> [Quoted passage]:
+ + + +
The Klingons make their first appearance in the Abrams version of the Trek universe, but it doesn't amount to anything. There is a secret villain with a gigantic battleship that apparently he was able to have designed and built without anyone's knowledge. The "humor" is forced and limited, with Spock and Uhura bickering in the middle of missions like unprofessional schoolkids and vaguely racist jokes about Spock's lack of sense of humor offered as witty repartee. But it's when the story returns to regurgitating Wrath of Khan that it really bores and reveals its laziness. Not only will you be able to predict exactly how they'll get out of their predicament, but I defy you from not laughing at an iconic moment which doesn't work in its new context.

When the movie was meant to be the most thrilling was when I became the most bored because it was literally sound and fury signifying nothing. I tuned out and stopped paying attention to the Big Action Moments because there were no stakes at risk; all was going to end well in the end. It's too bad because the cast is uniformly excellent as they were last time out. Cumberbatch is the best Bond villain in ages, but he too is saddled with a script that's contradictory about his motivations. It's a testament to his thespian heft that you don't realize until the drive home how little sense his actions made.

Nerds don't like the Orci-Kurtzman-Lindeloff writing squad, calling them "hacks" for their work on the Transformers series but unlike Oscar-winning hack Akiva Goldsman (Batman & Robin, Lost In Space, A Beautiful Mind) it's not that they're terrible as much as so successful and insulated that no one has the ability to point out how lazy they've become. Their movies make tons of money, so who cares if plot canyons exist? [/raises hand to indicate that I care] It's too bad since they had an opportunity to make something unique from their rebooted universe and they chose to go with the path of least resistance.

Some may be concerned for what this portends for Abrams' next project, the hotly-anticipated-and-feared Star Wars: Episode VII - Title To Be Announced In 2014 Probably. I'm not panicking (yet) because the Bad Robot boys won't be involved in the scripting. I'm not sure what having the scribe from Toy Story 3 and Little Miss Sunshine will bring to the party, but Lawrence Kasdan is reportedly consulting and I don't think producer Kathleen Kennedy will allow the sloppy writing Abrams accepted from his pals. I'm just hoping he builds some sets instead of going with these giant factories, breweries and labs which don't look like they'd fit in a starship; it's the Enterprise, not the TARDIS!

Score: 5/10. Catch it at the dollar show.

† The whole "John Harrison" conceit was only constructed to hide that they were retelling Wrath of Kahn. Why the secrecy? Probably to preempt the inevitable year-plus of bitching about, "Why aren't they telling NEW stories? They're so lazy and unoriginal! Kahn isn't white! Lens flare rage!" It'd be like if Man of Steel's hype hid that it was General Zod, calling him "Bill Williams" so people didn't react, positively or negatively, to the Superman II recycling.
+ + + +
> [Data section]:
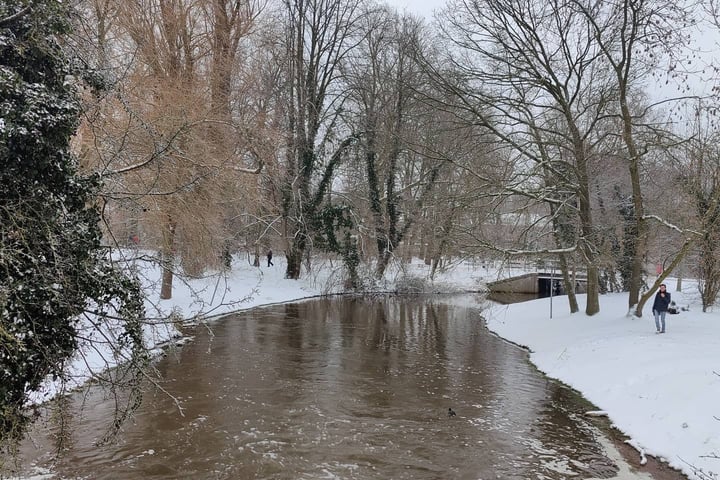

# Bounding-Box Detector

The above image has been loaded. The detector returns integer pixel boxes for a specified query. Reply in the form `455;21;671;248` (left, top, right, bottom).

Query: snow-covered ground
+ + + +
> [What to do]:
Explain, in one to three sentences, why the writer of the movie review is not yet panicking about Abrams' upcoming Star Wars project.

> [Task solution]:
The writer is not panicking because the Bad Robot boys won't be involved in the scripting. Lawrence Kasdan is also reportedly consulting, and the writer doesn't think producer Kathleen Kennedy will allow the sloppy writing Abrams accepted from his pals.